#### [What you are asked to do]
Every line from the one containing "wire cooling rack -> point" through the end of the listing below goes in the output, exactly and without pictures.

#### [Supplied information]
__________________________________________________
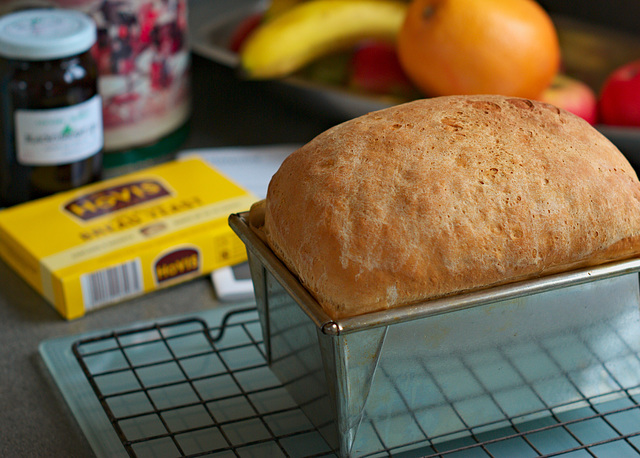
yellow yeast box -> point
(125, 236)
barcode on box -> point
(112, 284)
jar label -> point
(58, 136)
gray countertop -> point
(34, 418)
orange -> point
(507, 47)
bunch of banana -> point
(314, 28)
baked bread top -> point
(445, 195)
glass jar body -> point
(51, 130)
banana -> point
(315, 28)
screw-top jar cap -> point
(43, 34)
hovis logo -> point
(176, 264)
(115, 198)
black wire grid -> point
(184, 388)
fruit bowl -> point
(589, 53)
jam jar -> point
(51, 129)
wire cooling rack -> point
(186, 388)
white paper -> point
(252, 168)
(249, 166)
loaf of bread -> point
(445, 195)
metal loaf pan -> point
(438, 370)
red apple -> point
(620, 96)
(574, 96)
(375, 68)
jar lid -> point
(43, 34)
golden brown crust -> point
(449, 194)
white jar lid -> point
(43, 34)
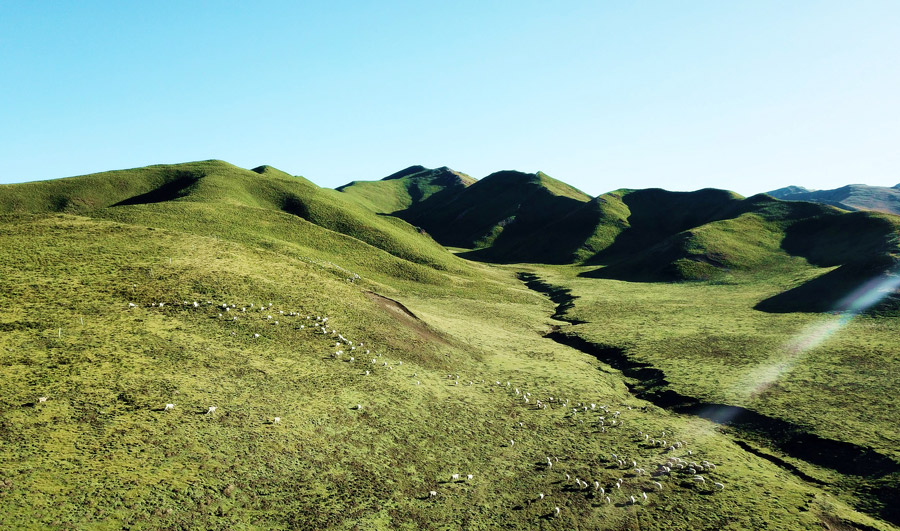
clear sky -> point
__________________________________________________
#### [Answer to the problem]
wire cooling rack -> point
(186, 388)
white paper -> point
(252, 168)
(249, 166)
loaf of bread -> point
(445, 195)
metal loaf pan -> point
(438, 370)
red apple -> point
(620, 96)
(574, 96)
(375, 68)
jar lid -> point
(43, 34)
golden brown crust -> point
(449, 194)
white jar lid -> point
(43, 34)
clear sky -> point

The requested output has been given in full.